Objective:
Count the lines in the data below that contain the word "rock". Reply with only the number.

Records for processing:
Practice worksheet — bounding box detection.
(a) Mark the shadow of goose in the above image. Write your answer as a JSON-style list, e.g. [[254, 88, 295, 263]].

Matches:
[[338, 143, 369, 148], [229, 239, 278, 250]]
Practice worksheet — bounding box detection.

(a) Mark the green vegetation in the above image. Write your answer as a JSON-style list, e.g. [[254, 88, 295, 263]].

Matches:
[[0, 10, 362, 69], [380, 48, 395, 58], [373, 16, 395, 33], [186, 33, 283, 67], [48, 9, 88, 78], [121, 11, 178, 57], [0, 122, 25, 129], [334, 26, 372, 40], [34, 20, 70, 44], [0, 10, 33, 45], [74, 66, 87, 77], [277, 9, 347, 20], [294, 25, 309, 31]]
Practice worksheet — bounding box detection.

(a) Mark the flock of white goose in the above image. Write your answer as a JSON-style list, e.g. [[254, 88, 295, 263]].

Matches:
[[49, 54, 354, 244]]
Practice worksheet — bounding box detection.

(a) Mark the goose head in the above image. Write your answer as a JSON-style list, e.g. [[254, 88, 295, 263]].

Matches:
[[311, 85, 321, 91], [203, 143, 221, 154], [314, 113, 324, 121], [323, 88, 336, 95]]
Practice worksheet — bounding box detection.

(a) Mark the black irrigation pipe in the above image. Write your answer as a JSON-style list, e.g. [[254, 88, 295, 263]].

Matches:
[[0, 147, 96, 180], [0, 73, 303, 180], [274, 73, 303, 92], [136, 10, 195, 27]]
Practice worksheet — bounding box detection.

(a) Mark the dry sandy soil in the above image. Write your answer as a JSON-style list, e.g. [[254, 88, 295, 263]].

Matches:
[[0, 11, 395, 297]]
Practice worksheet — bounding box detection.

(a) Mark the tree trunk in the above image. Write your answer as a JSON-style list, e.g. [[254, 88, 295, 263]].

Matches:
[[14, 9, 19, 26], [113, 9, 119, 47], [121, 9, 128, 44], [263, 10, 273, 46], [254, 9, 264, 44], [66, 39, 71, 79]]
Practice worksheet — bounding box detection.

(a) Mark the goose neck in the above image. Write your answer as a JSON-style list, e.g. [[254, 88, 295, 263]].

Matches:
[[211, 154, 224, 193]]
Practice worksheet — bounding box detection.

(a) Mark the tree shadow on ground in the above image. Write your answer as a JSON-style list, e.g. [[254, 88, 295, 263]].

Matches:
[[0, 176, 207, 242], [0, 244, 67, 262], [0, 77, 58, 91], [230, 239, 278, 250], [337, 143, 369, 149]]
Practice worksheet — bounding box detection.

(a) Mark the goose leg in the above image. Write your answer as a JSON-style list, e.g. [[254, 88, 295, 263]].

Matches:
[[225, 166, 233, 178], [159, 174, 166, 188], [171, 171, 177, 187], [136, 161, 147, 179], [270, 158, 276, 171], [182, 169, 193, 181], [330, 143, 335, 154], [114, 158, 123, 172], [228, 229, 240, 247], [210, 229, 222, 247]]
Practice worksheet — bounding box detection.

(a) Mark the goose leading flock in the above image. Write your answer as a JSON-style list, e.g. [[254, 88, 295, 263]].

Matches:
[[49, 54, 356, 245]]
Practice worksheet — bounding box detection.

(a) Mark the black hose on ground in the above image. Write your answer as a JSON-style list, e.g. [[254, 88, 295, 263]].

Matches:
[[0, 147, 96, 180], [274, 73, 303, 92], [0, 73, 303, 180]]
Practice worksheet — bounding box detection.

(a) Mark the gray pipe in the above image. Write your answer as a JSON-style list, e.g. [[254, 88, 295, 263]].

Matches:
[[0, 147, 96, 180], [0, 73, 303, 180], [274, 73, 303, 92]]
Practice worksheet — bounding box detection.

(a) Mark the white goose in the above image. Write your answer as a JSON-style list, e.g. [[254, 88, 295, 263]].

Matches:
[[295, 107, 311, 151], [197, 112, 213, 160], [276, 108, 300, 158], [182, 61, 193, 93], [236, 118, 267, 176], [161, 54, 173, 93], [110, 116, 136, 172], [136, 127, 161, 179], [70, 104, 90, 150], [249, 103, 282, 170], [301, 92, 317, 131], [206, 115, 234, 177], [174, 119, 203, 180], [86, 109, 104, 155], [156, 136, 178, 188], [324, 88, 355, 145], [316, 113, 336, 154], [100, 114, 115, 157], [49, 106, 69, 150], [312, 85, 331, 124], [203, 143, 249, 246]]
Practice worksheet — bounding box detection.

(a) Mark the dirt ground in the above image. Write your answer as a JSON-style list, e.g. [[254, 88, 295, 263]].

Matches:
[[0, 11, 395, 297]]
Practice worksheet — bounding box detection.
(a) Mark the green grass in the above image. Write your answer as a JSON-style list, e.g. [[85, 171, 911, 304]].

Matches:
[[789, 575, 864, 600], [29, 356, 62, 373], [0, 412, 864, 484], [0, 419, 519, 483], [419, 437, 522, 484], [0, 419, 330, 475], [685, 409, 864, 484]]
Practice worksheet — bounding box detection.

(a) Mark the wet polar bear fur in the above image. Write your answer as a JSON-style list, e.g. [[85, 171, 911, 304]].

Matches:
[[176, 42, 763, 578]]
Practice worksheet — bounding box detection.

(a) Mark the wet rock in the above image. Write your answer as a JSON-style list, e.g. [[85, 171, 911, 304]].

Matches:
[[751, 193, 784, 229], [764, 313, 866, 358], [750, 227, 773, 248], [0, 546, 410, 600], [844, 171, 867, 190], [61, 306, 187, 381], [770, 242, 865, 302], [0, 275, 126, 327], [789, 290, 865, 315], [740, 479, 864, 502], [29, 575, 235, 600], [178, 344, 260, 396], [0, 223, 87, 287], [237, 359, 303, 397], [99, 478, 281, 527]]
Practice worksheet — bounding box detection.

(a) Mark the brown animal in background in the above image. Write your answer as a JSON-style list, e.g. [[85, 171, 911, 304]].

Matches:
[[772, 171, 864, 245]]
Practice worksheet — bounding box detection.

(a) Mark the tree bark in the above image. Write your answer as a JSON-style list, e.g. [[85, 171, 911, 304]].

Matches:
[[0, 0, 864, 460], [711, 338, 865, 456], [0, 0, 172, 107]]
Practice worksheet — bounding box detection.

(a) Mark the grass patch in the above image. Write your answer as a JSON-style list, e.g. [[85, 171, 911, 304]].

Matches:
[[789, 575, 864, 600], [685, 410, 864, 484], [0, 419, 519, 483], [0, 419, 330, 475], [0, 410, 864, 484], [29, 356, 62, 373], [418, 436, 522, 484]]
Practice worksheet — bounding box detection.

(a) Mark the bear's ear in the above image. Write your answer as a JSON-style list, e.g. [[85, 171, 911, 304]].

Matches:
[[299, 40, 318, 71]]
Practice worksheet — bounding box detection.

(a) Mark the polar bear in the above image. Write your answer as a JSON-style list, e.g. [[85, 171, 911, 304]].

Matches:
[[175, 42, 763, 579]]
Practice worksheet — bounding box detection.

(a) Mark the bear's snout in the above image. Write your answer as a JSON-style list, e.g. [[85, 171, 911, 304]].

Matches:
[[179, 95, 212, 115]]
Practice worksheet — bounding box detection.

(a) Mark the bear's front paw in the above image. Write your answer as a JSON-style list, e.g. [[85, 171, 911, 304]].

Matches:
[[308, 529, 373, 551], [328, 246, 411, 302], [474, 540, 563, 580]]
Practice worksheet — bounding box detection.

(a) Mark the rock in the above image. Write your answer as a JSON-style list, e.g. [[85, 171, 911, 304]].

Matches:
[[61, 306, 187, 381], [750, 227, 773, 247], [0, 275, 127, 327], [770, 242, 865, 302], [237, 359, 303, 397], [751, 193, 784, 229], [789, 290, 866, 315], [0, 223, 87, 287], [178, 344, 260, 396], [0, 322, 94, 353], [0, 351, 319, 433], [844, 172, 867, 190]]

Written answer:
2